Supplied text:
__________________________________________________

The boys soon find out that there are others who are in the tooth fairy business, and they are taken to the leader, Loogie, who has been the leader of the business after his two brothers. His business is keeping track of which houses his gang hits and having them put teeth under children's pillows, leaving a note for the parents to let them know that their children have lost teeth. They return to collect the money once they have finished the circuit of houses. He gives the four boys a choice: either they work for him and get a 2% cut of the money or have their penises cut off. They choose to work for him.

The American Dental Association is suspicious about the missing teeth and money, and the leader (Dr. Roberts) concludes that the culprit is a giant half chicken, half squirrel that steals either teeth or money from children as they sleep in order to build some kind of giant nest for its genetically superior and potentially dangerous offspring. Another dentist, Dr. Foley, logically concludes that the missing teeth and money are due to a black-market tooth racket that he has seen before in Montreal. The other dentists scoff at him and assume that Montreal is a fictional place.

The boys are now rather wealthy from the tooth racket, but Cartman persuades them to cut their ties to Loogie and make more profits. Loogie learns about this and tries to have Kenny drowned by tying his feet to concrete weights and throwing him into the Platte River, which only covers Kenny up to his ankles. The local TV news reports a story about a child, Billy, who needs $600 for a bone marrow transplant, and has recently lost a tooth, but his parents plan to leave him the money. The story is a trap set by Dr. Foley to prove the ADA wrong. (Although the report was a trap, Billy did have the illness and did need the money.) Loogie and his gang arrive to confront the boys for severing their ties, but as soon as Cartman finally catches the money, the trap is activated and all of the boys (including Loogie) are caught. Kyle, meanwhile, disappears while questioning his own existence, but soon reappears wielding control over all reality, even becoming the half-chicken half-squirrel beast, scaring both Loogie's gang and the ADA away. Only Stan, Cartman, and Loogie remain when Kyle eventually reappears back to normal. Loogie, despite being upset that he would fall for the ADA's trap, decides that the fall of his empire is a good thing, ending the tooth racket and hoping to try out for flag football. Meanwhile, Billy is saved, as he discovers the "tooth fairys money under his bed.

__________________________________________________

Problems to solve:
[1] In the tooth racket text, where had Dr. Foley seen a black-market tooth racket before?
[2] Shorten the paragraph of the tooth racket text that begins "The American Dental Association is suspicious" and keep its main facts.
[3] Please continue the tooth racket text, starting after its final sentence.

[Stored rows]
__________________________________________________

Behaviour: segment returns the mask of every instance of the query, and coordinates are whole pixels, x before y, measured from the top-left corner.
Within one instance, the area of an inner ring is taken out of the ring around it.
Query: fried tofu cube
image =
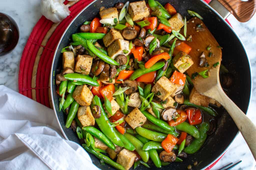
[[[75,72],[88,75],[92,65],[93,58],[88,55],[79,55],[77,59]]]
[[[100,16],[101,19],[104,18],[116,18],[118,20],[118,11],[116,8],[112,7],[107,9],[103,8],[100,11]]]
[[[74,92],[73,98],[81,106],[89,106],[93,97],[93,95],[85,85],[78,86]]]
[[[114,60],[119,54],[123,54],[126,56],[130,53],[129,42],[119,38],[115,40],[114,43],[108,48],[109,56]]]
[[[163,76],[152,88],[151,91],[157,97],[165,100],[175,90],[176,86],[165,76]]]
[[[140,20],[149,15],[149,11],[145,1],[130,3],[128,12],[133,21]]]
[[[123,149],[118,154],[116,163],[129,170],[132,166],[136,158],[136,154],[131,151]]]
[[[124,38],[119,31],[111,28],[105,36],[103,37],[103,43],[105,46],[108,47],[118,39],[123,40]]]
[[[83,126],[93,126],[95,121],[90,106],[80,106],[77,111],[77,117]]]
[[[147,118],[137,108],[133,110],[124,119],[127,123],[134,129],[137,127],[142,126],[147,121]]]
[[[175,56],[173,62],[173,65],[182,73],[186,71],[194,63],[190,56],[181,51]]]
[[[183,17],[179,13],[177,13],[168,20],[172,27],[172,29],[178,31],[184,26]]]
[[[75,56],[72,51],[63,53],[62,56],[62,64],[63,69],[69,67],[74,70],[75,67]]]
[[[210,103],[210,98],[201,95],[196,91],[193,87],[189,95],[189,102],[204,107],[208,107]]]
[[[133,108],[139,107],[141,104],[141,101],[140,98],[140,94],[138,93],[131,94],[129,98],[128,106]]]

__________________________________________________

Task-by-task results:
[1] Montreal

[2] The American Dental Association grows suspicious about the missing teeth and money. Its leader, Dr. Roberts, blames a giant half-chicken, half-squirrel that steals teeth or money from sleeping children to build a nest for its genetically superior and possibly dangerous offspring. Dr. Foley instead blames a black-market tooth racket like one he saw in Montreal, but the other dentists scoff at him and assume Montreal is fictional.

[3]
As the credits roll, Kenny who is still attached to his concrete shoes, slowly hops through the shallow river and then falls into a deep spot. As he drowns, Timmy zooms across the bridge above and shouts his own name.

==Production==
As explained in the FAQ on the official website, "When the year 2000 was coming up, everyone and their brother had '2000' in the titles of their products and TV shows. America was obsessed with 2000, so Trey Parker put '2000' in the titles to make fun of the ubiquity of the phrase."

The episode was directed by series co-creator Trey Parker and written by series co-creators Trey Parker & Matt Stone and Nancy M. Pimental, being the last episode of the show to have co-writers credited, as it would mark Parker as the main and only writer for all the episodes (with the exception of "Broadway Bro Down", which was written by Parker with Robert Lopez as an uncredited co-writer in 2011). Two other exceptions are "Trapped in the Closet" and "Cupid Ye", where the writing and directing was credited to John Smith and Matt Stone as a joke tying into the episodes.